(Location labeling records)
# # # #

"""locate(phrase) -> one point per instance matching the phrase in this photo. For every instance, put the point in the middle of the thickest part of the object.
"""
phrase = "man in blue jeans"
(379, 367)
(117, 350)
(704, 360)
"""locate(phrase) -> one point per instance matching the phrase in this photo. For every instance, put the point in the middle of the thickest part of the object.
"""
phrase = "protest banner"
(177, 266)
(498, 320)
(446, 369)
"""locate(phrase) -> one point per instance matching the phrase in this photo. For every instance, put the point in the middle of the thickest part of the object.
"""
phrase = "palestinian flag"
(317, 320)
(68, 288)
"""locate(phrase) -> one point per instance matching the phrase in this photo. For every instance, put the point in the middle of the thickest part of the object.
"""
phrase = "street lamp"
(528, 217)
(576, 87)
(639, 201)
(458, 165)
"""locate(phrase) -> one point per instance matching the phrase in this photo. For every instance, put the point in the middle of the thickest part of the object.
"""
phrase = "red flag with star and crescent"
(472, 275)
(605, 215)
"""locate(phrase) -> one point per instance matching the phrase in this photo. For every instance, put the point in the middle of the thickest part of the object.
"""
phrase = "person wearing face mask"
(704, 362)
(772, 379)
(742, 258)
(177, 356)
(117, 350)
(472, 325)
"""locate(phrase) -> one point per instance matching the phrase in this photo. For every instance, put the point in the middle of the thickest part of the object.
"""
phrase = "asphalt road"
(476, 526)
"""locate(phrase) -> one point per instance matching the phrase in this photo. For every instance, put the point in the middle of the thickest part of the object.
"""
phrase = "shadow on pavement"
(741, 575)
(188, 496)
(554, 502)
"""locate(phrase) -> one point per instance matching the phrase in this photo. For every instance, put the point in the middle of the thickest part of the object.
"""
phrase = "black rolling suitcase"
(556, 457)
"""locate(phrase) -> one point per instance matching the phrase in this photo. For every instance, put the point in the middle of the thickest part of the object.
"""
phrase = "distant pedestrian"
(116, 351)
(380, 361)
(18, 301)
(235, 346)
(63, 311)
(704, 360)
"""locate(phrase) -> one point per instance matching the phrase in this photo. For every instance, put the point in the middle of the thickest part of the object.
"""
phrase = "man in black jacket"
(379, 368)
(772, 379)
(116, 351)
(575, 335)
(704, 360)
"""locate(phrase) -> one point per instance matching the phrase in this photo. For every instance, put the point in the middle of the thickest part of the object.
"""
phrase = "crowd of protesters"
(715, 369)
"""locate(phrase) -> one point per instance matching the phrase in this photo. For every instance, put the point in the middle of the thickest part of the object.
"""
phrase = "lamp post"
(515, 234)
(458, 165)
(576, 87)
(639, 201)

# # # #

Retype the entries one by one, exactly.

"""locate(phrase) -> one point per instance matching the phrase in this photo. For every instance, put the point in the middle of the thickest part of the object.
"""
phrase = "man in blue jeans"
(379, 367)
(117, 350)
(704, 360)
"""locate(phrase) -> one point per instance matching the phrase in this photo. For every instance, put the point in the middle of the thickest part of the object.
"""
phrase = "protest banner"
(177, 266)
(498, 320)
(446, 369)
"""locate(phrase) -> one point per instance matching the phrase in this photo. For every instance, put the point in the middle of the thickest part of the object.
"""
phrase = "palestinian flag"
(317, 320)
(68, 288)
"""locate(phrase) -> one point per instance matching the phrase in this photo. For every instance, put the point in the middle of the thickest part of the object.
"""
phrase = "street lamp"
(528, 217)
(576, 87)
(639, 201)
(458, 165)
"""locate(phrase) -> one point per instance matching the phrase in this photo. For every instance, put the point in the middle of the thickest part of the object.
"""
phrase = "red flag with star and crescent"
(472, 275)
(605, 215)
"""locate(phrase) -> one point per instance matching the phrase in this photo. For every instance, put the point in the middle of the thickest part of the object.
"""
phrase = "person wearing face mask"
(704, 362)
(772, 379)
(742, 258)
(177, 356)
(117, 350)
(472, 325)
"""locate(phrase) -> one point per instance matching the phrase in this photo. For every instance, put the point in the middle of the thickest part of the object.
"""
phrase = "asphalt road"
(476, 526)
"""locate(phrase) -> one point per instance matching the phrase in this photo. For every instance, put the point in the middle of the thickest part of the object.
"""
phrase = "shadow on pavement"
(741, 575)
(188, 496)
(554, 502)
"""locate(phrase) -> one point per instance matching the phrase in this photo. For every instance, put the point in the middle of the thickest part of the object.
"""
phrase = "black rolling suitcase"
(556, 457)
"""locate(phrase) -> one point per instance matching the phrase in this photo. For every instance, put the point in the middle of the thickest part of the object.
"""
phrase = "distant pedestrian"
(116, 351)
(380, 361)
(18, 301)
(235, 346)
(63, 311)
(704, 360)
"""locate(phrase) -> one point per instance matching the phrase in this photo. For every instance, put the point in the middle of the thickest part of the object.
"""
phrase = "man in black jacket"
(379, 368)
(772, 379)
(116, 351)
(575, 335)
(704, 360)
"""locate(phrase) -> one point per instance matching the phrase in this photo. For every instance, put the point in the middle of the thickest part of the object.
"""
phrase = "crowd of protesters"
(715, 369)
"""locate(phrase) -> one point per instance matching the phrase in this photo. For every instance, put the point in the middle of the thickest part of the object.
"""
phrase = "lamp post"
(515, 234)
(458, 165)
(576, 87)
(639, 201)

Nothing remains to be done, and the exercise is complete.